── Recorded information
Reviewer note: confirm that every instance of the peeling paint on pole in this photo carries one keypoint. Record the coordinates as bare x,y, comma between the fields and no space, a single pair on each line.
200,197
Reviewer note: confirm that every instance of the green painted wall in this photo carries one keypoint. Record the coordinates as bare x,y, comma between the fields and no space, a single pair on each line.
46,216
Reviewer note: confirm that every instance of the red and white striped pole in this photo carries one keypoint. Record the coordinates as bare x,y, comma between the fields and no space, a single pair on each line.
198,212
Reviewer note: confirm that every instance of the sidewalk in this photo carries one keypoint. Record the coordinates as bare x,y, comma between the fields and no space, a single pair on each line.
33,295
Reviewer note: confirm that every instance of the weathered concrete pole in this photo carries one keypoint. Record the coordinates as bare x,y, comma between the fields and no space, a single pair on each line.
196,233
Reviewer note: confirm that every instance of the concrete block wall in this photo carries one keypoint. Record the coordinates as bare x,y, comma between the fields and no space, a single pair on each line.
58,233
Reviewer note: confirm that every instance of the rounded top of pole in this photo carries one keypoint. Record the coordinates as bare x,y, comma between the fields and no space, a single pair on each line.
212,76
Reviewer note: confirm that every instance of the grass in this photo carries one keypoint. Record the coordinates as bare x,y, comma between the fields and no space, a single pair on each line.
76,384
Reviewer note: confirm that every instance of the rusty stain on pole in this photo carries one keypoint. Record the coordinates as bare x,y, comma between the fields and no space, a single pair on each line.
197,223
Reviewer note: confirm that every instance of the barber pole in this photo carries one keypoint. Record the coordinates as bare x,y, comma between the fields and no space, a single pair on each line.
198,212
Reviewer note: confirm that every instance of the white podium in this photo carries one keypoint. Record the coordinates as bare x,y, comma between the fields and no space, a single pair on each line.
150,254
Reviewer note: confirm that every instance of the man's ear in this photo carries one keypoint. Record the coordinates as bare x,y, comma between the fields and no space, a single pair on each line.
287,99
────
**Problem statement:** Your task is to transcribe exactly the lines from the one with "Reviewer note: confirm that every instance of the grass" through the end of the data, both included, and nothing besides.

**Solution to the problem:**
Reviewer note: confirm that every instance of the grass in this photo carries one keypoint. Record the coordinates as bare x,y, comma between the fields and no space, a single pair on each line.
76,384
Reviewer note: confirm that every instance of the rusty stain on pole in this photo carries one keypoint. Record the coordinates as bare x,y, comma between the fields and no space, a single pair on each line.
197,223
Reviewer note: confirm that every instance of the barber pole in this photo carries one keypoint. Record the coordinates as bare x,y, comma between the fields and no space, a single pair on each line.
198,212
Reviewer note: confirm that every instance of the white podium in this photo carries one keypoint. Record the coordinates as bare x,y, comma between the fields and no space, a single pair on each line.
150,254
Reviewer note: confirm that every instance of the man's ear in this photo carries one keypoint. Record the coordinates as bare x,y, comma between the fields and no space, a single pair on each line.
287,99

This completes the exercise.